Apply what you read —
(a) In the founder profile below, at what age did Indigo make his goal to build a world-respected animal facility?
(b) Please name every facility listed in the founder profile below as a place where Indigo has volunteered.
(c) Carry on the founder profile of Indigo Taylor-Noguera below, starting after its final sentence.
##### Text for analysis
Who we are

Our Team

OUR FOUNDER

 

Indigo Taylor-Noguera’s life is, has always been, and will always be about zoology, paleontology and botany, i.e., the natural world. From his earliest memory, he has known his life would be about working with animals in meaningful ways. His personal belief is that there is nothing more important to humankind than the conservation and preservation of animals, plants, eco systems and fossil resources.

 

 

From Indigo’s first of many visits to zoological parks as a small child, his dream has been to begin a zoo. He has made it his life’s work to study, review, observe, learn and experience everything there is to know about zoos. His life purpose is to search for better and more effective ways to educate and enrich people’s experience of the natural world.

indigo taylor bice

As a child, Indigo attended summer camps and educational programs at zoos and aquariums. At the age of nine years old, Indigo made a conscious, personal life goal to build a world respected animal facility that would be arranged taxonomically, with the focus on species and subspecies that are rare in captivity, educating people about animals they never knew existed.


Most of Indigo’s knowledge about animals has been self-taught over his lifetime, through books, the Internet, documentaries, lectures, as well as personal conversations and correspondence with animal experts and professionals.


Indigo’s personal library consists of over 2,000 animal books, encyclopedias, textbooks, reference books, journals, magazines, and field guides (including 3 sets of both volumes of Walker’s Mammals of the World, the 3-Volume World’s Zoos, 5 volumes of the Grzimek’s Mammal encyclopedias, every volume of both editions of Grzimek’s Animal Life Encyclopedias, every volume of both editions of the International Wildlife Encyclopedias and all of the, published Handbooks to Mammals of the World, as well as many out-of print and newly published books)


Since graduating high school, Indigo has been a member of AZA (American Association of Zoos & Aquariums) and has attended conferences and symposiums around the country. He continues to attend lectures at local institutions as often as possible.


Over the many years of continuous, pro-active study in the fields of zoology and paleontology, Indigo has logged over a decade of volunteerism with zoos and museums. Facilities at which Indigo has volunteered include Santa Ana Zoo at Prentice Park, Los Angeles Zoo & Botanical Gardens, Los Angeles County Museum of Natural History, San Bernardino County Museum, Western Science Center, Florida Museum of Natural History, Arizona Sonora Desert Museum, and the Arizona Museum of Natural History. Indigo also has been involved with the Sumatra Camera Trap Project doing animal identification and sharing ideas, Indigo also worked with Aye Aye Conservation as their outreach coordinator.
##########
##### Data listing
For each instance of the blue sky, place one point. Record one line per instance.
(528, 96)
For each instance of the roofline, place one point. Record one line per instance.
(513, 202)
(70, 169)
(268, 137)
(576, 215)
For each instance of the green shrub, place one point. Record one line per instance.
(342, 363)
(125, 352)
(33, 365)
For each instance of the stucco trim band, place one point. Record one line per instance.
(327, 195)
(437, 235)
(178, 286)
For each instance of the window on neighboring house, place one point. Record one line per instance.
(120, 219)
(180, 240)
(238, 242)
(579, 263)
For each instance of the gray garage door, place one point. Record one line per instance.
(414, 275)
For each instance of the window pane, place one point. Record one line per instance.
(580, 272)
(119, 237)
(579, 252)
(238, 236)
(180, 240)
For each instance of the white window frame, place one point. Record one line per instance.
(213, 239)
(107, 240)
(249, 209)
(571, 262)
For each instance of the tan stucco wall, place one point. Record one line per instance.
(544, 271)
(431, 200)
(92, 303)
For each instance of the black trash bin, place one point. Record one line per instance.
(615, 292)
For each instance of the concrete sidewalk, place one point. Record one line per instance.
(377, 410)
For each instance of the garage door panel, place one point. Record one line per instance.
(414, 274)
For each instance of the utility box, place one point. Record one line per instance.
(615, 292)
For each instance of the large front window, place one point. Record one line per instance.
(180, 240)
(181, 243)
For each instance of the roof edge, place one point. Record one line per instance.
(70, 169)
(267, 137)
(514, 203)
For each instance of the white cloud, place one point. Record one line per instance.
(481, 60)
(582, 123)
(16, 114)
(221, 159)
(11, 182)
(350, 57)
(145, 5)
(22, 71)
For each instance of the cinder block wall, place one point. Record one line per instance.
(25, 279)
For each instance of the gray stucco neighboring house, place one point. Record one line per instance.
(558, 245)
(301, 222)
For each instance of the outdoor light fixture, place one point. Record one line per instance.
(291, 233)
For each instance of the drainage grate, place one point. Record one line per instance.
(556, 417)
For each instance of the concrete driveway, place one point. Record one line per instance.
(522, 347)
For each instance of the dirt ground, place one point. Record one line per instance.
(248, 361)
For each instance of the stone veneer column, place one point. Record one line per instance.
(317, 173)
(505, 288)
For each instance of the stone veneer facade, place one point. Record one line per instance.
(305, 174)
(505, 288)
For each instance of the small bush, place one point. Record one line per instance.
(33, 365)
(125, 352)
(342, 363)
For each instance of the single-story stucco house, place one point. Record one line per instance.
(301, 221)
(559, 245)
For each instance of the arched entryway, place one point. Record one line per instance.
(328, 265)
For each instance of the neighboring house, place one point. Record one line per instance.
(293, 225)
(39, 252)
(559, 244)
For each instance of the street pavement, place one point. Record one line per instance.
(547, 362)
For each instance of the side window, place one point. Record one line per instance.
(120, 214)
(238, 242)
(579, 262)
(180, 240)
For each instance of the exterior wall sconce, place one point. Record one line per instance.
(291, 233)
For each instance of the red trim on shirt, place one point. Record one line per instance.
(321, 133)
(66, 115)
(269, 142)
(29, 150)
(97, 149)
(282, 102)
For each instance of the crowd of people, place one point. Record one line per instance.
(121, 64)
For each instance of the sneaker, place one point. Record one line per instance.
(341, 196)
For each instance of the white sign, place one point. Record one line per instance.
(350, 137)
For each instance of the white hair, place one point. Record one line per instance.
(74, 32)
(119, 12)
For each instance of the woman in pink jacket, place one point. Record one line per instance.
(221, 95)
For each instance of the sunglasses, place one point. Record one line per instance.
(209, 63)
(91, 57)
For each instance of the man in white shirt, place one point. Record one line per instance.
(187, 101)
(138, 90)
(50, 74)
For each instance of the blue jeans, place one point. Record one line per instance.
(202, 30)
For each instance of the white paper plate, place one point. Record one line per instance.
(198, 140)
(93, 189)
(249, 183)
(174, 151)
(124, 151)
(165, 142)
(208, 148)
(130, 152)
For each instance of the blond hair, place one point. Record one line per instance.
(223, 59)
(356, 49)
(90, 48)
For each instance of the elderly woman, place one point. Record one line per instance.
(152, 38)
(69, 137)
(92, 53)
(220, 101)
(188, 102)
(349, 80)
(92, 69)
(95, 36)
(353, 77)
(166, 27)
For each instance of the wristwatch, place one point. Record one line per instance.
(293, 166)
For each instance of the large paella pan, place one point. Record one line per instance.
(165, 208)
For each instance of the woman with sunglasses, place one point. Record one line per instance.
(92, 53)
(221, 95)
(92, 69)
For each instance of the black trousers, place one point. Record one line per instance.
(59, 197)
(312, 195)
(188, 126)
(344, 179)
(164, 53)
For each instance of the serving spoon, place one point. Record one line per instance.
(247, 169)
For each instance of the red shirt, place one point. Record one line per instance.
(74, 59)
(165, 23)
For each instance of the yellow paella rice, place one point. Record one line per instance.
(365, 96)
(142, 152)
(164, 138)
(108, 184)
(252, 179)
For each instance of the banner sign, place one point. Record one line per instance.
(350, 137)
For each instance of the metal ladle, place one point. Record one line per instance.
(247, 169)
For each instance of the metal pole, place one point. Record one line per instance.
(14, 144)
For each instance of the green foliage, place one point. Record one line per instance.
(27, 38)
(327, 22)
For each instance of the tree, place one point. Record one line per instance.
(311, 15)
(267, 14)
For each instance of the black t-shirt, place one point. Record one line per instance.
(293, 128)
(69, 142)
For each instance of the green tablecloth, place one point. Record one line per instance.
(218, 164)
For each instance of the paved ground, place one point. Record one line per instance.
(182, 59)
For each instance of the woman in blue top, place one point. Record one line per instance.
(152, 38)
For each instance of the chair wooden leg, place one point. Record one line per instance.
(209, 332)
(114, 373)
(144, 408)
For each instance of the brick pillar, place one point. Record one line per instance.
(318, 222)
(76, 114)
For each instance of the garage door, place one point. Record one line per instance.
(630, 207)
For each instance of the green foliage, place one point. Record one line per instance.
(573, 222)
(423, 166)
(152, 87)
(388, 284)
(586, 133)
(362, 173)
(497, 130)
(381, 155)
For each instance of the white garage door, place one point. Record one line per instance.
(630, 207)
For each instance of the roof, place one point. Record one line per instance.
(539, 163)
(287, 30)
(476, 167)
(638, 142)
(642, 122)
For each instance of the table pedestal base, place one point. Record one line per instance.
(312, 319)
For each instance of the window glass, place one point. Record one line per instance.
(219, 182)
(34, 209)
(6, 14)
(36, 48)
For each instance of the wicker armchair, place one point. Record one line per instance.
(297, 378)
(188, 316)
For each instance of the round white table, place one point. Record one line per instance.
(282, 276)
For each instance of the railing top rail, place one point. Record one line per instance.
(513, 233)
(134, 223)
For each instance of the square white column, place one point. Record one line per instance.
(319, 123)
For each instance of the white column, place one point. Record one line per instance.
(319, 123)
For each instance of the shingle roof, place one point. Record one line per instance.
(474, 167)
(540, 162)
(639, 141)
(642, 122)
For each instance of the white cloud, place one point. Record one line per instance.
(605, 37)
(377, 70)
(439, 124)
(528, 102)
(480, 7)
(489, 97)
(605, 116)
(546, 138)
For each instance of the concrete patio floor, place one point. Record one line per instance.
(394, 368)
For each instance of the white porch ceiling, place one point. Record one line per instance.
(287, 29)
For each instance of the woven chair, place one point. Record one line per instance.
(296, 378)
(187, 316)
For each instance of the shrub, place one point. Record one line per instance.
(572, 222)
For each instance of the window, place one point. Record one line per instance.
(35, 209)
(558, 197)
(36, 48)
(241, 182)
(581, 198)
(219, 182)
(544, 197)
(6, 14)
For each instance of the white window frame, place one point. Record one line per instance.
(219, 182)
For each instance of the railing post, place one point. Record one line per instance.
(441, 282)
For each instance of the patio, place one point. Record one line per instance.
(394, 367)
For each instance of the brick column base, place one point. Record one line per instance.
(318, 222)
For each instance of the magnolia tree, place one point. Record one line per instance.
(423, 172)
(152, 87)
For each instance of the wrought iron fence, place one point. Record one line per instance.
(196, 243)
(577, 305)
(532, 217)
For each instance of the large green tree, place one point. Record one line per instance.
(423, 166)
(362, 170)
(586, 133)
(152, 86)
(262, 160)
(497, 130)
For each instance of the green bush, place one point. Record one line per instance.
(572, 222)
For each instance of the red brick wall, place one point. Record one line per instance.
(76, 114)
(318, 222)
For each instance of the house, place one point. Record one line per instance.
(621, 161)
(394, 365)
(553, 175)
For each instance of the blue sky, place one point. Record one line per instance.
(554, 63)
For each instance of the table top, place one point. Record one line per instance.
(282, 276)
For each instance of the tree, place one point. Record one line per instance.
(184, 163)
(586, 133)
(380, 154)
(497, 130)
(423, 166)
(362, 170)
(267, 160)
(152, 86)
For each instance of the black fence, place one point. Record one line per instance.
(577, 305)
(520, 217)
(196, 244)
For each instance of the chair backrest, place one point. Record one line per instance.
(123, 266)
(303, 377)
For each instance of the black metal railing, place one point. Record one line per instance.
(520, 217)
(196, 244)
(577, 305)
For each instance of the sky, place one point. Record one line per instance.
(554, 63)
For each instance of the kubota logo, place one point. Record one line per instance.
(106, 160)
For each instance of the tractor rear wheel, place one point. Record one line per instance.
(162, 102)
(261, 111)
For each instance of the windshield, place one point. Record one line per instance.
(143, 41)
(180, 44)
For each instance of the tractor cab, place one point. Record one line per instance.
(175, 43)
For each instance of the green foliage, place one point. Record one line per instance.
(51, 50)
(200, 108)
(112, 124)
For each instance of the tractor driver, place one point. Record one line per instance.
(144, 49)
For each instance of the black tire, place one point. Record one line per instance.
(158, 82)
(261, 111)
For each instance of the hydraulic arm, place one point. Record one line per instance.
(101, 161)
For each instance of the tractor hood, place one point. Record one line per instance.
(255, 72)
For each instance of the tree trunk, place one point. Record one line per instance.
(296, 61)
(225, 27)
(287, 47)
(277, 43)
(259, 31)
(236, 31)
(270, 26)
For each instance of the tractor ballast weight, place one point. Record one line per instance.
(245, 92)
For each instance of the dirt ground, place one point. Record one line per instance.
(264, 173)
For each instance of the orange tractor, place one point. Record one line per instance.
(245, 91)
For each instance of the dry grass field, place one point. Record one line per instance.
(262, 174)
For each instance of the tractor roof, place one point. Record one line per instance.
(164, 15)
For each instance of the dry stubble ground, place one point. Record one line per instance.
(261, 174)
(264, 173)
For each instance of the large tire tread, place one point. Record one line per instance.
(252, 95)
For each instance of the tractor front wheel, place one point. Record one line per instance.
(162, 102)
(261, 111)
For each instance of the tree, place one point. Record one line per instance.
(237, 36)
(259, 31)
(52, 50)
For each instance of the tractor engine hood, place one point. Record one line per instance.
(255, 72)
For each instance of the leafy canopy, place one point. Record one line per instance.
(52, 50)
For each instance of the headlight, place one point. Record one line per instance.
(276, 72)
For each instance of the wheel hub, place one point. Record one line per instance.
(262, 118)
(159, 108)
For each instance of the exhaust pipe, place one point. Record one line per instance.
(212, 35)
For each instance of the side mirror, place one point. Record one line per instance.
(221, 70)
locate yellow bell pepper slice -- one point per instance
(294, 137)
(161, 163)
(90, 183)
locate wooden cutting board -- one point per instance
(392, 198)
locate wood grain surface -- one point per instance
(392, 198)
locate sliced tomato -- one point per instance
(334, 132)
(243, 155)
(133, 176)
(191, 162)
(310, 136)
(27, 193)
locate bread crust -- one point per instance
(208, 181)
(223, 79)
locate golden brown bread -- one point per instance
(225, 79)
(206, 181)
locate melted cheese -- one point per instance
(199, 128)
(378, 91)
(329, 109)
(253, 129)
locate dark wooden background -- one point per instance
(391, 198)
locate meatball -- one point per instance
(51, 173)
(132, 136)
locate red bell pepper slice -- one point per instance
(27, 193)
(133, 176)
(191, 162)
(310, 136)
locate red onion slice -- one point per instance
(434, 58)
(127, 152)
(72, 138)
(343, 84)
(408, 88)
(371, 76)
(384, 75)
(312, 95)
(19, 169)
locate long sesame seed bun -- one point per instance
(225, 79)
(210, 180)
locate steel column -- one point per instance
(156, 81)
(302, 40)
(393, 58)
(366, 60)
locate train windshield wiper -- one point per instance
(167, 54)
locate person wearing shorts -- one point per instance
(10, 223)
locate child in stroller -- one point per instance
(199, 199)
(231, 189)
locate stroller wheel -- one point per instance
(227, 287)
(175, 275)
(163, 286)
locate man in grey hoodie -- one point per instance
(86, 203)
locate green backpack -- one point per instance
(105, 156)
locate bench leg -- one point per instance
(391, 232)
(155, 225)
##########
Responses per task —
(a) Nine years old.

(b) Santa Ana Zoo at Prentice Park, Los Angeles Zoo & Botanical Gardens, Los Angeles County Museum of Natural History, San Bernardino County Museum, Western Science Center, Florida Museum of Natural History, Arizona Sonora Desert Museum, and the Arizona Museum of Natural History.

(c)
Indigo has made over 1,000 verified and approved contributions to the well-respected, online biological library, www.biolib.cz and has made at least a dozen suggestions for additions to www.zootierliste.de (a German-based online database for the current and former vertebrate inventories of European zoos and other public collections).


In 2014, at 21 years old, Indigo was the youngest of 8 individuals from around the world (only 2 from the United States) invited by Dr. Jose Ramon Castello to contribute to his nearly 700-page field guide, “Bovids of the World: Antelopes, Gazelles, Cattle, Goats, Sheep and Relatives”, published by Princeton University Press (2016).


Indigo hạs freelanced as an English editor for four published scientific papers: “A new insight into the taxonomy and zoogeography of recent species of goral (Naemorhedus, Bovidae, Ruminantia)”, by Peter Hrabina; “Historical notes on Mediterranean monk seals (Monachus monachus) in Italian Zoos”, by Spartaco Gippoliti; “Conservation breeding programs and refined taxonomy as a political tool for biodiversity conservation: the DeBeaux’s and Durrell’s legacies”, by Spartaco Gippoliti, and “Evolutionary potential of endangered Ganges river dolphin in human modified South Asian waterways”, by Shambhu Paudel.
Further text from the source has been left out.